Arrange every line of the records below as a Markdown table with the columns "No." and "Text", numbering the rows in order. Skip blank lines and omit the pictures.

[start of Given entries]

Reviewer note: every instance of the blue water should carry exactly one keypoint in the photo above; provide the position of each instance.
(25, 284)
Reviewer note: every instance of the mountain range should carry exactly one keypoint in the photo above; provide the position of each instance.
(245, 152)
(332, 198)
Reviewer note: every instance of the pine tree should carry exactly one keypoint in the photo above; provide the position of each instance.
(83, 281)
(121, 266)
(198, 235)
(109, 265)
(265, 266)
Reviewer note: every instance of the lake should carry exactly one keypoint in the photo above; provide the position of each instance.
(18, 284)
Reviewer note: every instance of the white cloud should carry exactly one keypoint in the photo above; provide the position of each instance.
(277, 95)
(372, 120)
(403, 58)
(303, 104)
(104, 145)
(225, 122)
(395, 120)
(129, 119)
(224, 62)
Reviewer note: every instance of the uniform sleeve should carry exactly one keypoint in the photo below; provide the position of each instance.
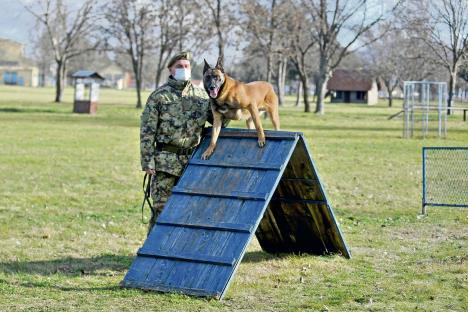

[end of Given entries]

### Exercise result
| No. | Text |
|---|---|
| 1 | Reviewer note: every instance of the blue water should carry exactly one keypoint in the photo above; provide the position of each instance. |
| 2 | (25, 284) |
| 3 | Reviewer note: every instance of the mountain range should carry exactly one keypoint in the photo above; provide the position of each instance. |
| 4 | (245, 152) |
| 5 | (332, 198) |
| 6 | Reviewer note: every instance of the pine tree should carry exactly one keypoint in the photo above; provide the position of each instance. |
| 7 | (83, 281) |
| 8 | (121, 266) |
| 9 | (198, 235) |
| 10 | (109, 265) |
| 11 | (265, 266) |
| 12 | Reviewer note: every instance of the lake should carry exactly one keypoint in the photo above; provide the position of each instance. |
| 13 | (18, 284) |
| 14 | Reviewer note: every instance of the white cloud should carry exactly one keypoint in the photo above; provide the position of each instance. |
| 15 | (277, 95) |
| 16 | (372, 120) |
| 17 | (403, 58) |
| 18 | (303, 104) |
| 19 | (104, 145) |
| 20 | (225, 122) |
| 21 | (395, 120) |
| 22 | (129, 119) |
| 23 | (224, 62) |
| 24 | Reviewer note: every instance of the uniform sleeve should carry exactly one keypoint in the photo below; provide the position of each instance. |